** EXCERPTED RECORDS follows **

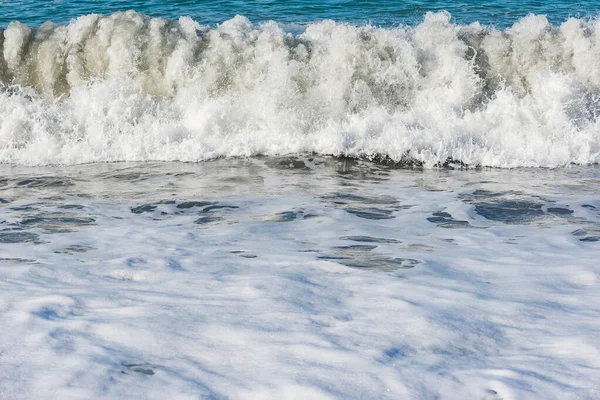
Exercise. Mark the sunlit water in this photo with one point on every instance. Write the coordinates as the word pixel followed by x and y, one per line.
pixel 188 209
pixel 385 13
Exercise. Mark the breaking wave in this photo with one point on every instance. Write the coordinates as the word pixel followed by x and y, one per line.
pixel 127 87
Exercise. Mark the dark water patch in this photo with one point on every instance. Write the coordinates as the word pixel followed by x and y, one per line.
pixel 510 211
pixel 587 235
pixel 42 182
pixel 58 222
pixel 248 255
pixel 25 208
pixel 287 216
pixel 126 176
pixel 369 239
pixel 363 258
pixel 481 194
pixel 367 207
pixel 71 207
pixel 191 204
pixel 445 220
pixel 144 369
pixel 287 163
pixel 361 247
pixel 244 254
pixel 380 263
pixel 4 260
pixel 76 248
pixel 218 207
pixel 143 208
pixel 174 265
pixel 559 211
pixel 208 220
pixel 19 237
pixel 371 213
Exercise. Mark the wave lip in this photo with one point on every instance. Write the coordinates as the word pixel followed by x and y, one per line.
pixel 127 87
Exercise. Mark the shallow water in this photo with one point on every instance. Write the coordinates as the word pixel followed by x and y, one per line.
pixel 332 278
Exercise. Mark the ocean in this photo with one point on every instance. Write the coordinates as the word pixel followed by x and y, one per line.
pixel 299 200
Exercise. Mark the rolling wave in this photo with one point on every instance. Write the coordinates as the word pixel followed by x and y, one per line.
pixel 127 87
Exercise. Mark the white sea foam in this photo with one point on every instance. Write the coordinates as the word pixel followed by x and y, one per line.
pixel 127 87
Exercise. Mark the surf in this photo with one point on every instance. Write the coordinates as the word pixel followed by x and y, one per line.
pixel 127 87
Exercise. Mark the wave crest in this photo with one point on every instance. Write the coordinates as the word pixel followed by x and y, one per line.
pixel 127 87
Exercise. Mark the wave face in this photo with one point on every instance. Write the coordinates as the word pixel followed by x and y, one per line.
pixel 131 88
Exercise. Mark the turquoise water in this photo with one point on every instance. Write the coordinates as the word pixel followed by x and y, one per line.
pixel 383 13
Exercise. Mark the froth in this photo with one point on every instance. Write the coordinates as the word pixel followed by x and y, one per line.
pixel 131 88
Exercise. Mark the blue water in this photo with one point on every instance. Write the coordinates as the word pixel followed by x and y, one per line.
pixel 382 13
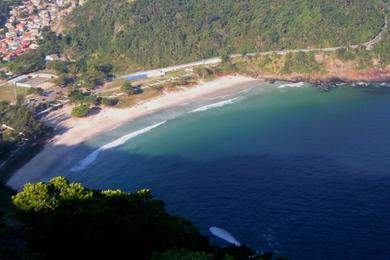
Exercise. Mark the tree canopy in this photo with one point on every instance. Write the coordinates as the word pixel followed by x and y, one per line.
pixel 147 33
pixel 66 220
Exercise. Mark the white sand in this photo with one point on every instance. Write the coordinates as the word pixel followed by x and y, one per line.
pixel 72 132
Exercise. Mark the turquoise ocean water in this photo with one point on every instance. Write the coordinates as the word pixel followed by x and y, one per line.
pixel 294 169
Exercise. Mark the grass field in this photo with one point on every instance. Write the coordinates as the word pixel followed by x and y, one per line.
pixel 7 92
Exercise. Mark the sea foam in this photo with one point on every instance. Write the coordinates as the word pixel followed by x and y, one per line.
pixel 87 161
pixel 224 235
pixel 293 85
pixel 215 105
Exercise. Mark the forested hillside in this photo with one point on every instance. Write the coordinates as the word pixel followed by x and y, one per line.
pixel 148 33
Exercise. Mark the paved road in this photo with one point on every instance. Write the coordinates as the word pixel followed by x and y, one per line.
pixel 216 60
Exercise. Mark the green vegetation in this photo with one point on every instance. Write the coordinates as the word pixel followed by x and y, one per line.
pixel 127 88
pixel 62 220
pixel 80 111
pixel 301 62
pixel 146 33
pixel 11 94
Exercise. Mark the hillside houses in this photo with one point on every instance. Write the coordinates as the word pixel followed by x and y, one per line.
pixel 25 23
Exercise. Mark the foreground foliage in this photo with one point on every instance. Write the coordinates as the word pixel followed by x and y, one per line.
pixel 63 220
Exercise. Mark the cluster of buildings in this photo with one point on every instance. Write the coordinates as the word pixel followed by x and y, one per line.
pixel 25 23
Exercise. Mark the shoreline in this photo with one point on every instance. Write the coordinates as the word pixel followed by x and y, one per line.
pixel 71 132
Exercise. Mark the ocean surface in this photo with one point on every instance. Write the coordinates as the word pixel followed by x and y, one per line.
pixel 284 167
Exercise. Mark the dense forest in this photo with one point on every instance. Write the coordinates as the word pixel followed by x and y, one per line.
pixel 147 33
pixel 62 220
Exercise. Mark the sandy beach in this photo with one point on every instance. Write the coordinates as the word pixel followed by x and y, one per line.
pixel 71 132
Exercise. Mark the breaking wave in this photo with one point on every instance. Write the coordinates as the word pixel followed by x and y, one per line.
pixel 224 235
pixel 87 161
pixel 293 85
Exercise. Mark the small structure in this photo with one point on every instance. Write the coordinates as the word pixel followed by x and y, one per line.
pixel 31 80
pixel 52 57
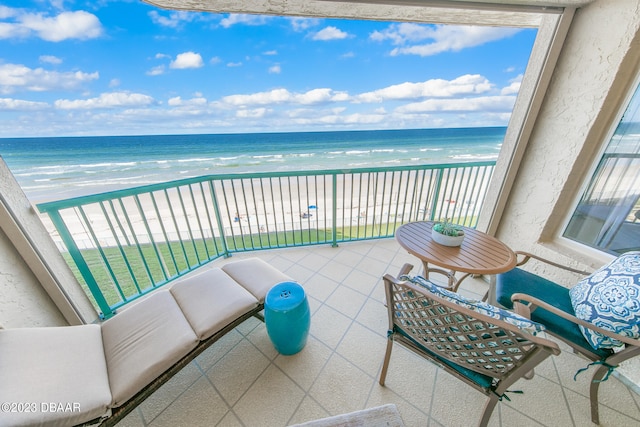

** End of EXCERPTED RECORDS **

_WORK REQUEST_.
Word for word, write out each line from the one with "Exercise. Mark the ocean surface" through the end of the entries above, and omit any pictures.

_RESULT FOR THIS TASK_.
Exercise. Mark the ocean surface in this photo with one point on every instance. Write the coordinates as the word pixel followed by x and y, one per line.
pixel 284 167
Exercise. Mark the dense forest in this photo with one point on every instance. Write the coordinates as the word pixel followed by x and y, one per line.
pixel 147 33
pixel 62 220
Exercise. Mark the sandy beach in this photo with one point on every instance. Write the coordinates as the word pixel followed by x and y, one per line.
pixel 71 132
Exercise. Mark the breaking wave in this photo with one point on every instance. Write the coordinates as the word pixel followed by x and y, one per line.
pixel 224 235
pixel 87 161
pixel 293 85
Exercise. Mark the small structure in this photo with one point on every instance. Write the coordinates as the word pixel followed by x and y, one per line.
pixel 31 80
pixel 52 57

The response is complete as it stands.